Consegna a: Secondo il testo fornito, per quale casa editrice Calvino svolse il suo lavoro di redazione?

In fondo al pozzo ci fu una specie di esplosione subacquea, attutita e compressa dal peso dell’acqua. Fata Renata si sentì morire (p. 51).

Magia o devianza?

L’ultima opera di Tiziano Scarpa si inserisce nella tradizione fiabesca italiana, già molto nota al grande pubblico grazie al monumentale lavoro di redazione affrontato da Calvino per Einaudi. Di Calvino e di Rodari Scarpa raccoglie l’eredità, restituendo linfa a una linea di ricerca di cui la casa editrice torinese si è fatta portavoce nel corso dei decenni. In quest’epoca di forte ibridazione del romanzo, la scelta dell’ambientazione fiabesca ha una forte valenza etica che si esplica gradualmente, con lo svolgersi della trama e con l’emergere dei suoi temi principali.

Consegna b: Trascrivi come elenco numerato, senza righe vuote, la parte dei record che va dalla riga contenente "Could you please identify the white sail" fino alla fine dei record.

Record da usare:
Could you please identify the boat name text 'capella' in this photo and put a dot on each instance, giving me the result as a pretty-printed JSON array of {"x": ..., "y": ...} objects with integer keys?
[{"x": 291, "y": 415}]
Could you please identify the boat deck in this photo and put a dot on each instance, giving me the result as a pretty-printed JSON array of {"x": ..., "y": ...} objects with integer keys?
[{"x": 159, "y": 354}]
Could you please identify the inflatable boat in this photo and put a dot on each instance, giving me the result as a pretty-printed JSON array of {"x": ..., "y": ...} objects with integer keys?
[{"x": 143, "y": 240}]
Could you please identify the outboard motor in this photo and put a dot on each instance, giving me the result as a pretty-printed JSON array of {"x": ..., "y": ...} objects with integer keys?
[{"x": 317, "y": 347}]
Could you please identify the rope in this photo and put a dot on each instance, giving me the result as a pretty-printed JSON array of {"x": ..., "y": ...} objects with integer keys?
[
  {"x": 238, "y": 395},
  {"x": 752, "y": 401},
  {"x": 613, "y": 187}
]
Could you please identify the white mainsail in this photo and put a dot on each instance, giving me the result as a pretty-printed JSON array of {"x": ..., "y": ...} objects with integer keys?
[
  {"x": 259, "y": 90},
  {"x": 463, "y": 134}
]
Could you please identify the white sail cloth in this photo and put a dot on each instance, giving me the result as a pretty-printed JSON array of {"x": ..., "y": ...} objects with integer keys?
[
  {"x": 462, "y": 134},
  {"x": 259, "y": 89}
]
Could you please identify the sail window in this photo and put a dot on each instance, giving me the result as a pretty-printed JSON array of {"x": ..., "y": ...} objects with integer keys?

Risposta a: Per Einaudi.

Risposta b:
1. Could you please identify the white sail cloth in this photo and put a dot on each instance, giving me the result as a pretty-printed JSON array of {"x": ..., "y": ...} objects with integer keys?
2. [
3.   {"x": 462, "y": 134},
4.   {"x": 259, "y": 89}
5. ]
6. Could you please identify the sail window in this photo and put a dot on each instance, giving me the result as a pretty-printed JSON array of {"x": ..., "y": ...} objects with integer keys?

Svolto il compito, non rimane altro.